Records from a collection
################
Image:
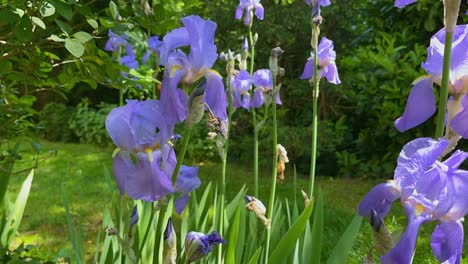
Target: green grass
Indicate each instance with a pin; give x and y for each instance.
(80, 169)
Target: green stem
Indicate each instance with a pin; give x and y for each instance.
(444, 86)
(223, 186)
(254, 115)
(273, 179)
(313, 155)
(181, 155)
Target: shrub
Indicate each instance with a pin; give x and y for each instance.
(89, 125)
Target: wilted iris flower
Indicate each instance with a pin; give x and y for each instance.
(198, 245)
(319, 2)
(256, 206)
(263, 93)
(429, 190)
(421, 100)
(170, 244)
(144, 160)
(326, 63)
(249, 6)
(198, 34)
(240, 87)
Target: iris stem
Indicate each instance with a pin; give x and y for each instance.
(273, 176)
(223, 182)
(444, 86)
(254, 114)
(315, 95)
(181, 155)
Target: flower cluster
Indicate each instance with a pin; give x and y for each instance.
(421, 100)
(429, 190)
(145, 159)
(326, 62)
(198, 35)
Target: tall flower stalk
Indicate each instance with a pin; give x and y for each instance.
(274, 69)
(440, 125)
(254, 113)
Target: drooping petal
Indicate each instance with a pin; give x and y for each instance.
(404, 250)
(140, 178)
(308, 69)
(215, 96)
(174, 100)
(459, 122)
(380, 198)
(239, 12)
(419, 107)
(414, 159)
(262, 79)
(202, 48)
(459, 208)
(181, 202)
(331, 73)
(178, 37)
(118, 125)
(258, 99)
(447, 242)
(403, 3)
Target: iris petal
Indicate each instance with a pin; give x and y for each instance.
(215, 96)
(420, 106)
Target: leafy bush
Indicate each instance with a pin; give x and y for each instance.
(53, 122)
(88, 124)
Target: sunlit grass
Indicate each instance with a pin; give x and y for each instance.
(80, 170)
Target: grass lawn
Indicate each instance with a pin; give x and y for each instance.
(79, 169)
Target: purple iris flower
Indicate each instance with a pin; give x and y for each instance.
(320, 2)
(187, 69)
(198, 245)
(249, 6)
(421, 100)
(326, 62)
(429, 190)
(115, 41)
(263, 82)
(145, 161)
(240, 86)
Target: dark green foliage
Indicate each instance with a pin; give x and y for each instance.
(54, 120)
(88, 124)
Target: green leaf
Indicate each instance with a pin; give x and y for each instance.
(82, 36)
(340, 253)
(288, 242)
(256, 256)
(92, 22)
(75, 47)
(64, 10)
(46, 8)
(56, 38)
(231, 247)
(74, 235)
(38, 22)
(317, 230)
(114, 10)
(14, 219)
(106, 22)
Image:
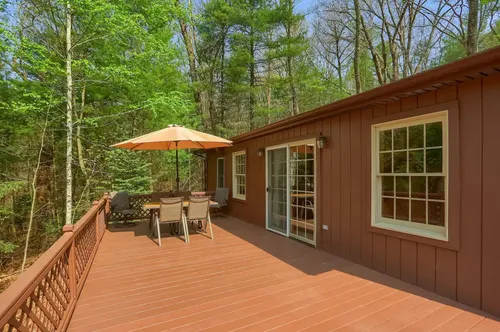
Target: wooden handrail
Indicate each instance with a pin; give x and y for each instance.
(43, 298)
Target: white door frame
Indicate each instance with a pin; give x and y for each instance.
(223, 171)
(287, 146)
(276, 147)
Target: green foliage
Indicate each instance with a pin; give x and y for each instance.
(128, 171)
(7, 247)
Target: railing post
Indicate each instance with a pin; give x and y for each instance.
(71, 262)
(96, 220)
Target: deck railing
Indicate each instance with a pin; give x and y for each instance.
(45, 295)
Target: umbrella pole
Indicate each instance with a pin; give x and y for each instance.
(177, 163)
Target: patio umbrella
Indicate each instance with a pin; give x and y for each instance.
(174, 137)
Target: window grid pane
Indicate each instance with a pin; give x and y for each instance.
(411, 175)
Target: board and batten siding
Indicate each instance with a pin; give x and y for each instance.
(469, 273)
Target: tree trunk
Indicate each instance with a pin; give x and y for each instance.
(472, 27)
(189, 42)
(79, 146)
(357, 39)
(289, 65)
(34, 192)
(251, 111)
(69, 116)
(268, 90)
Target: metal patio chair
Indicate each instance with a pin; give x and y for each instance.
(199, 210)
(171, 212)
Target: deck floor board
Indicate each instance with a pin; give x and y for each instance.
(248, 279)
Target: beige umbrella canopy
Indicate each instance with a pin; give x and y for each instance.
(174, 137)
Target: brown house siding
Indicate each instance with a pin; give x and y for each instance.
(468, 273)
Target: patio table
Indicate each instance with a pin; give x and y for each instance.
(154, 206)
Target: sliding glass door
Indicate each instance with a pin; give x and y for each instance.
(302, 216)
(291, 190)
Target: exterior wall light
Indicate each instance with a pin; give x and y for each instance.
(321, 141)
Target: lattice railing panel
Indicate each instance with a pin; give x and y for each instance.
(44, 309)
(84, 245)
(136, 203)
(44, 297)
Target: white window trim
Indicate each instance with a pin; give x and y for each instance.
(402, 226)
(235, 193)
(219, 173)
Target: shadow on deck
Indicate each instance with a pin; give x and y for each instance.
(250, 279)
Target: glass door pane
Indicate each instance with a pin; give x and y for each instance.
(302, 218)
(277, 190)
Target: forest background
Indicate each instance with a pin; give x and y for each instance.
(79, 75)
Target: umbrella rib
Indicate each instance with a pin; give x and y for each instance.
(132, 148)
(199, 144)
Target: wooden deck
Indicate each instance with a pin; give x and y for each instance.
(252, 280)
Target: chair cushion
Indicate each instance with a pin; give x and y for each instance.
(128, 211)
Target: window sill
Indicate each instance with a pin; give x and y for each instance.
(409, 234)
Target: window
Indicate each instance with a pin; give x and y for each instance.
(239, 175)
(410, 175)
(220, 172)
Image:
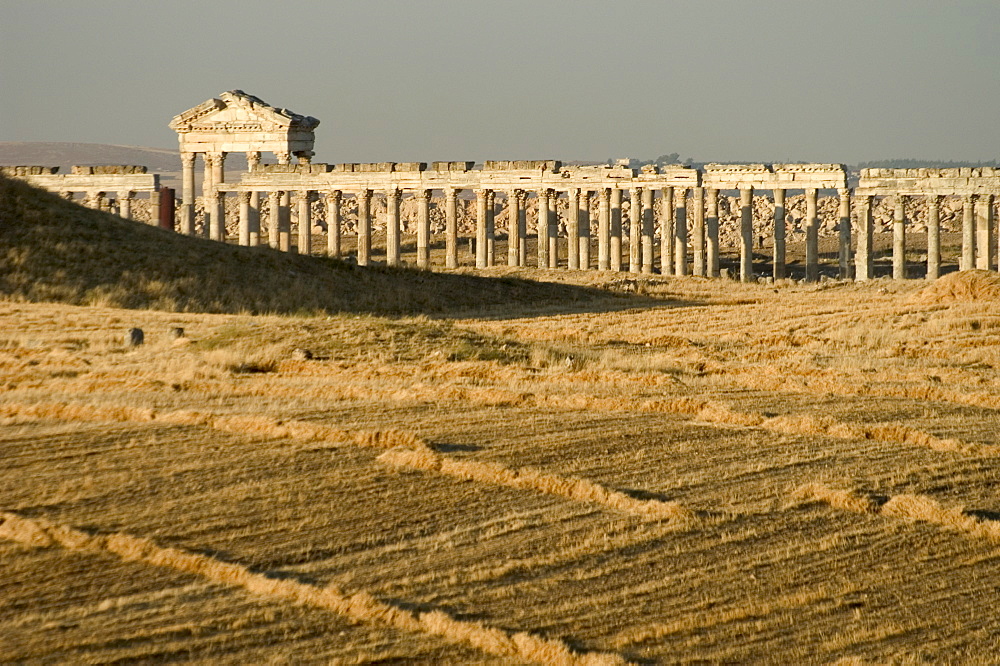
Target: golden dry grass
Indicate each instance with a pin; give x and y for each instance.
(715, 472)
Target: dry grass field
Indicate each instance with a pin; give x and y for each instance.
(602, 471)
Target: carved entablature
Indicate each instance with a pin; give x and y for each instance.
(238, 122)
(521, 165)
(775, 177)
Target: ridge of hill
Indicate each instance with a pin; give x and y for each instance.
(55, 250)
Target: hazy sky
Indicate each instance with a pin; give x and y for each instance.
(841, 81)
################
* DIRECTION
Keep the pictures out and write out the records exactly.

* OUTPUT FOR THIS EXERCISE
Image:
Target: green grass
Indicate each instance with a pin; give x and y for each instance.
(80, 169)
Target: green stem
Indicate each instance with a pin; give x and y for each instance.
(444, 86)
(223, 186)
(254, 115)
(273, 179)
(313, 155)
(181, 155)
Target: shrub
Indicate each instance with a pin; give x and y for each instance.
(89, 125)
Target: wilted iris flower
Indicate each instance with a pin; give x and y for each instance.
(198, 245)
(319, 2)
(256, 206)
(263, 93)
(429, 190)
(421, 100)
(170, 244)
(144, 160)
(326, 63)
(249, 6)
(198, 34)
(240, 87)
Target: iris stem
Indicate each instance with a pin; give x and y for each instance.
(273, 176)
(223, 182)
(444, 86)
(254, 114)
(315, 95)
(181, 155)
Target: flower cluster
Indicate each instance with a pin; give x and y for each instance.
(421, 100)
(429, 190)
(145, 159)
(326, 62)
(198, 35)
Target: tall flower stalk
Indicate each instance with a pin; give x and y for each instance.
(274, 69)
(440, 125)
(254, 113)
Target: drooping petal
Indicate each instance with a pin; give x and y for each instance.
(404, 250)
(140, 178)
(308, 69)
(215, 96)
(174, 100)
(459, 122)
(380, 198)
(239, 12)
(419, 107)
(414, 159)
(262, 79)
(202, 48)
(459, 208)
(181, 202)
(331, 73)
(178, 37)
(118, 125)
(258, 99)
(447, 242)
(403, 3)
Target: iris petal
Indicate each instance with a pin; give x and y for each instance.
(215, 96)
(420, 106)
Target: leafy bush
Indicate each instance with a pin; give x and y for each instance.
(53, 122)
(88, 124)
Target: sunlit grass
Indicate each instance with a pin; give x and y for each instance.
(80, 170)
Target: grass lawn
Indicate each instance with a pin; give x and y for each instance.
(79, 169)
Target: purple iris flower
Indicate each instance with a pin; give x and y for each instance.
(320, 2)
(187, 69)
(198, 245)
(249, 6)
(421, 100)
(326, 62)
(429, 190)
(115, 41)
(263, 82)
(145, 161)
(240, 86)
Target: dark green foliage
Indicate each instance with a pin; give x and y for each instance.
(54, 120)
(88, 124)
Target: green leaf
Indicate each instance with a pin; give x and y for each instance.
(82, 36)
(340, 253)
(288, 242)
(256, 256)
(92, 22)
(75, 47)
(64, 10)
(46, 8)
(56, 38)
(231, 247)
(74, 235)
(38, 22)
(317, 230)
(114, 10)
(14, 219)
(106, 22)
Image:
Target: wooden handrail
Indicate each instance with a pin; give x and y for each instance.
(43, 298)
Target: white door frame
Indicate each instance with a pin; give x and y for each instance.
(223, 171)
(287, 146)
(276, 147)
Target: green foliage
Indicate each instance with a pin; give x and y for each instance.
(128, 171)
(7, 247)
Target: railing post
Indicate each instance with a pin; give x and y for each instance.
(71, 262)
(96, 220)
Target: deck railing
Indicate each instance with a pin; give x and y for each instance.
(45, 295)
Target: umbrella pole
Indicate each instance with a pin; give x and y for each instance.
(177, 163)
Target: patio umbrella
Indicate each instance with a pin; give x and y for each instance.
(174, 137)
Target: window grid pane
Indicate each instance with a pin; give x and y for each instance.
(411, 175)
Target: board and batten siding
Indicate each instance with a pin; give x and y for each instance.
(469, 273)
Target: tree trunk
Indicate each instance with a pin; give x and y for each instance.
(472, 27)
(189, 42)
(79, 146)
(357, 39)
(289, 65)
(34, 192)
(251, 111)
(69, 116)
(268, 90)
Target: metal patio chair
Indicate each instance with a pin; give x and y for each instance.
(199, 210)
(171, 212)
Target: deck floor board
Indicate each instance with a pin; give x and y for each instance.
(248, 279)
Target: beige umbrella canopy
Indicate each instance with a pin; give x and y for each instance.
(174, 137)
Target: brown house siding
Indicate each instance with a pin; give x and y for each instance.
(468, 273)
Target: patio table
Indicate each instance with a pin; give x and y for each instance.
(154, 206)
Target: sliding glass door
Indicate each instance with a pin; give x and y for each instance.
(302, 216)
(291, 190)
Target: exterior wall light
Indicate each instance with a pin; give x and y for each instance.
(321, 141)
Target: lattice railing panel
Indicate each instance with a pin; give x and y for each instance.
(44, 309)
(84, 245)
(136, 203)
(44, 297)
Target: white window trim
Indicate each instance with a pin; give x and y for each instance.
(402, 226)
(235, 193)
(219, 173)
Target: shadow on deck
Indicate each instance with a pin; give x and y for each instance.
(250, 279)
Target: glass door pane
Indicate each instance with a pin; give x and y for each instance.
(302, 218)
(277, 190)
Target: forest background
Indicate each instance with a pin; give x and y for each instance.
(79, 75)
Target: umbrella rib
Indicate each instance with a pin; give x and y for each instance.
(132, 148)
(199, 144)
Target: wooden deck
Indicate each instance with a pin; give x and y for each instance.
(252, 280)
Target: chair cushion
Indicate each instance with a pin; give x and y for each instance.
(128, 211)
Target: window sill
Indicate each instance with a pin; give x and y for each instance.
(409, 234)
Target: window
Indicate each instance with a pin; give x and y for each instance.
(239, 175)
(410, 175)
(220, 172)
Image:
Target: golden dry grass
Indicate each instance with a pin; give x and y for each instance.
(715, 472)
Target: dry grass field
Indicate each instance with a pin; give x and y for each instance.
(602, 471)
Target: carved entablature
Indicate each instance with a pin; give x and y for each instance.
(238, 122)
(521, 165)
(775, 177)
Target: ridge of hill
Indicate each instance with a pin; give x and y for each instance.
(55, 250)
Target: hazy sky
Indicate each instance with a pin; give x and y for each instance.
(841, 81)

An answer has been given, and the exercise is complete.